** start of INPUT FOR THIS TASK **

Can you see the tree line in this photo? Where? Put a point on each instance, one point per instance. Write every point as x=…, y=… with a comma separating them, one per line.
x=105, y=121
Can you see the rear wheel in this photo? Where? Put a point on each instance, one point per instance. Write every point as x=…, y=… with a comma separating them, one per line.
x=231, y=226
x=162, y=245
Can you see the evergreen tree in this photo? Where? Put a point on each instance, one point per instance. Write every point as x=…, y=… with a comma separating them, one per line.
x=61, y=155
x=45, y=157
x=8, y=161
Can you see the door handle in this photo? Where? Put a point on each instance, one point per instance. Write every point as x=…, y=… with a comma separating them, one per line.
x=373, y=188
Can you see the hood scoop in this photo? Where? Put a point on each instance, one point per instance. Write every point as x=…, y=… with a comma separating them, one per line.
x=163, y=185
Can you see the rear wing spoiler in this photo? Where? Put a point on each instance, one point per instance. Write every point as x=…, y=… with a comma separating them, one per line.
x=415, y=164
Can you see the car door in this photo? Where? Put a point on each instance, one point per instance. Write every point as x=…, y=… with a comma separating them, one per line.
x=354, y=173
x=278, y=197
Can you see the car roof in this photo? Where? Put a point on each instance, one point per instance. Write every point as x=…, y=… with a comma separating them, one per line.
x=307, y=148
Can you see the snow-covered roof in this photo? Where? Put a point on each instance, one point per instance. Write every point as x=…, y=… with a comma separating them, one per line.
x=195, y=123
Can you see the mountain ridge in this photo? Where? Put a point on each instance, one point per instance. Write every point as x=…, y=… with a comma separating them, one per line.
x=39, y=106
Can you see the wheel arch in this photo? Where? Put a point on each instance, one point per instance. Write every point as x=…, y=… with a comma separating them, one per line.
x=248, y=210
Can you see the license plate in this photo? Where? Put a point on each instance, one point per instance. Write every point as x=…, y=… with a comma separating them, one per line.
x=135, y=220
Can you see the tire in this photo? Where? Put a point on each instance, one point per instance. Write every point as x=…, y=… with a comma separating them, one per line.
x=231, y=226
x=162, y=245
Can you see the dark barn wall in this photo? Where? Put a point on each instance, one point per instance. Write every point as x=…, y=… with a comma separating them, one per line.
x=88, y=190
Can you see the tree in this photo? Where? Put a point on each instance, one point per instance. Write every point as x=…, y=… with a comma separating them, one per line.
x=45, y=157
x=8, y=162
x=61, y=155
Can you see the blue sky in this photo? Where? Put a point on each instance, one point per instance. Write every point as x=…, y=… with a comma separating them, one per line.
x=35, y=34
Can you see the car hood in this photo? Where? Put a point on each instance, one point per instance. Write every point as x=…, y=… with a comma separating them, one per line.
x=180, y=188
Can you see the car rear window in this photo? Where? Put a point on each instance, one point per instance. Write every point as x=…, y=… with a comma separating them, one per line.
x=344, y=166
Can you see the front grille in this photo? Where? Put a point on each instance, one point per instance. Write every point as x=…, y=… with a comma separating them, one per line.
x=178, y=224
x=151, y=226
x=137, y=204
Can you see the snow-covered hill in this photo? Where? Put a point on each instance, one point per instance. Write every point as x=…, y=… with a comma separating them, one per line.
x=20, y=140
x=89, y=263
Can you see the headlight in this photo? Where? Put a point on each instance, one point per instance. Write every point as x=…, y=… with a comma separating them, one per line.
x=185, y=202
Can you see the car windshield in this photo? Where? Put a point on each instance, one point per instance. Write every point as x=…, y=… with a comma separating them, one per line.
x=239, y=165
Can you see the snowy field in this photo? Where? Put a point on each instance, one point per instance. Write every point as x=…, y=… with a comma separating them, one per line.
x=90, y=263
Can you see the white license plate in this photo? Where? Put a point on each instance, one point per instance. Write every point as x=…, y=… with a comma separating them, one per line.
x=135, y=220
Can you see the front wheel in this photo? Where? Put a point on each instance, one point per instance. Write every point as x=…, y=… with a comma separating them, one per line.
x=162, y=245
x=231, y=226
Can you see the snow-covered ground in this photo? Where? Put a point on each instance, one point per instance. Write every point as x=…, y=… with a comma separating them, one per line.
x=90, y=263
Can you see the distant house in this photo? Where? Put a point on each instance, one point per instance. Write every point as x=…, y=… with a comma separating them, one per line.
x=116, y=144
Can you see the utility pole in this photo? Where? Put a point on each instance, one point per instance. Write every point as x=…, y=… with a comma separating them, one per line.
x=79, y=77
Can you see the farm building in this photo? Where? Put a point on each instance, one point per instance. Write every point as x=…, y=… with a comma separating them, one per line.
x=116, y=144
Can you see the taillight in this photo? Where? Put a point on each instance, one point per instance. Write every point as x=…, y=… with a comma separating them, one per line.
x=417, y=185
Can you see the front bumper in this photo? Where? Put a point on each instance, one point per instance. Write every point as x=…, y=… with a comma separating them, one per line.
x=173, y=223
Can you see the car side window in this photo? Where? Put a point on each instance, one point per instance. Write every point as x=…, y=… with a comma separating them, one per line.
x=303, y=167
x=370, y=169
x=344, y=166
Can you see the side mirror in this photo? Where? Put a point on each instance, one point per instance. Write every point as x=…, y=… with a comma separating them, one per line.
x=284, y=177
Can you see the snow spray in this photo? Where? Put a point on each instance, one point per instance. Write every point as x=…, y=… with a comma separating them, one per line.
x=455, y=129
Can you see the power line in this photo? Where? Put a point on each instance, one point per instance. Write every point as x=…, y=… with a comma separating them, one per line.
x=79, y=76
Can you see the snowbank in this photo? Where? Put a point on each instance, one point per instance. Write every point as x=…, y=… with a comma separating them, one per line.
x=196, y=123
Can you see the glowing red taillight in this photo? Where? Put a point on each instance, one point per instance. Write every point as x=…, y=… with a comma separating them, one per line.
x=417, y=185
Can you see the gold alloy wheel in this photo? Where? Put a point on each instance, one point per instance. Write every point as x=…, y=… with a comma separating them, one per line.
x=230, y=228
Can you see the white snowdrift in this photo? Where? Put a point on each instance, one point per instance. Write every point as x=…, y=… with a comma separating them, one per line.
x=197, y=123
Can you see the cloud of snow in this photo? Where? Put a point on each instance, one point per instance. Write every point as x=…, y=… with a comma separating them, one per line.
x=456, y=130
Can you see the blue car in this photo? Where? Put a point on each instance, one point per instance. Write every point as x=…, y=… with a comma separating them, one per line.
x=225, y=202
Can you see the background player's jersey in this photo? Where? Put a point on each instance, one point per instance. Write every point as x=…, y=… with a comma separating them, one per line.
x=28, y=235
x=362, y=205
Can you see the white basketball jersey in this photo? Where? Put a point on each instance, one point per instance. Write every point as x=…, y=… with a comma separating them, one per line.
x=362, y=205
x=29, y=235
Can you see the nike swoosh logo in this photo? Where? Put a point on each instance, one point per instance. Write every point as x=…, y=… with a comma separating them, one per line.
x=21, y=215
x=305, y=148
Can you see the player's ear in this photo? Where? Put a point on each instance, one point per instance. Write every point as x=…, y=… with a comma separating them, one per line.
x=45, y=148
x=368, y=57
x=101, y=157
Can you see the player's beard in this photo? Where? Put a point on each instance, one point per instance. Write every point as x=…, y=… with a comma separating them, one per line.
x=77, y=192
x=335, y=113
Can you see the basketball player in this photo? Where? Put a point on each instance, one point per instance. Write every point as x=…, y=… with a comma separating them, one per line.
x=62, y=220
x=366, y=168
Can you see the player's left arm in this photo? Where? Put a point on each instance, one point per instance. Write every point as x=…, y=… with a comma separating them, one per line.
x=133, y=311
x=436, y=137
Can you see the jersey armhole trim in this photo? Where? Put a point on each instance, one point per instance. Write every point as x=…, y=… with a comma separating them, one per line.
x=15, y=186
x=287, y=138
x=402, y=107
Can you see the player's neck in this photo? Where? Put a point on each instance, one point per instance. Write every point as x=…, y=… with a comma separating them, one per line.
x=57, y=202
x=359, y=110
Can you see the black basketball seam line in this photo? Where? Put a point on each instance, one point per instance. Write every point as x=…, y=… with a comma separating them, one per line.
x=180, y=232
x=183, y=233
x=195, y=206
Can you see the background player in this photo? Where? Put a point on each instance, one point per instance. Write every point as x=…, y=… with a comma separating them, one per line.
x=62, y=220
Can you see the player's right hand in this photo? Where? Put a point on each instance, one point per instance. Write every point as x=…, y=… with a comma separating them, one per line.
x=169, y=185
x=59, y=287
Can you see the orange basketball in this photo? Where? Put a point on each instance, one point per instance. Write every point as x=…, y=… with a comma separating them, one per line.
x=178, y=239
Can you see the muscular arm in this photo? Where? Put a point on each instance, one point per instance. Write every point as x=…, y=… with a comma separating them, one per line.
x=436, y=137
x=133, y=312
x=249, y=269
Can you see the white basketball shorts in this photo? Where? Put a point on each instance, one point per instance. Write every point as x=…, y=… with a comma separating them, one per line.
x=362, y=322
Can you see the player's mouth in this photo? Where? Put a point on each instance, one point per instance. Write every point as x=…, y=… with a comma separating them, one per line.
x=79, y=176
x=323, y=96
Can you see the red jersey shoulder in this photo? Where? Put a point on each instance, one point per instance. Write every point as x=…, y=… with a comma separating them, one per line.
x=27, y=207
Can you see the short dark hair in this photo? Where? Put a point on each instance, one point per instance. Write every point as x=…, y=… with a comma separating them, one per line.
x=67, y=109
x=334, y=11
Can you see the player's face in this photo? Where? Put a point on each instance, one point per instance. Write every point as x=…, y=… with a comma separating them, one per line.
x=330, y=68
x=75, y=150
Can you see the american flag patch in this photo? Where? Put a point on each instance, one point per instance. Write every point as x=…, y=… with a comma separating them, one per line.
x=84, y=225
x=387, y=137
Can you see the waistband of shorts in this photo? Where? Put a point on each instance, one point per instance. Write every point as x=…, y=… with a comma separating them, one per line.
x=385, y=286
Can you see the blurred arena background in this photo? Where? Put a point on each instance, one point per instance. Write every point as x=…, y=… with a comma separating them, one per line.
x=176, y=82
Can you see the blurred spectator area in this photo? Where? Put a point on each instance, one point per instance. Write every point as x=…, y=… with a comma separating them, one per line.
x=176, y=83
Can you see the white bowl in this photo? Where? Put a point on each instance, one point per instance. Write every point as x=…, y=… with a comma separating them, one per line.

** end of INPUT FOR THIS TASK **

> DIRECTIONS FOR THIS TASK
Turn everything from the first line of the listing down through the line containing "x=163, y=185" into a numbered list, with both of those lines included. Leave out any blank lines.

> TASK OUTPUT
1. Can you see the tree line in this photo? Where? Put a point on each instance, one point per instance. Write every point as x=…, y=… with a comma separating them, one per line.
2. x=105, y=121
3. Can you see the rear wheel in this photo? Where? Put a point on each instance, one point per instance. Write every point as x=…, y=… with a comma separating them, one per line.
4. x=231, y=226
5. x=162, y=245
6. Can you see the evergreen tree in this photo? Where? Put a point on each instance, one point per instance. Write every point as x=…, y=… with a comma separating them, one per line.
7. x=61, y=155
8. x=45, y=157
9. x=8, y=161
10. Can you see the door handle in this photo? Where? Put a point on each instance, one point per instance. Write every point as x=…, y=… with a comma separating them, one per line.
11. x=373, y=188
12. Can you see the hood scoop in this photo? Where? Put a point on each instance, one point per instance. Write every point as x=…, y=… with a comma separating them, one per line.
13. x=163, y=185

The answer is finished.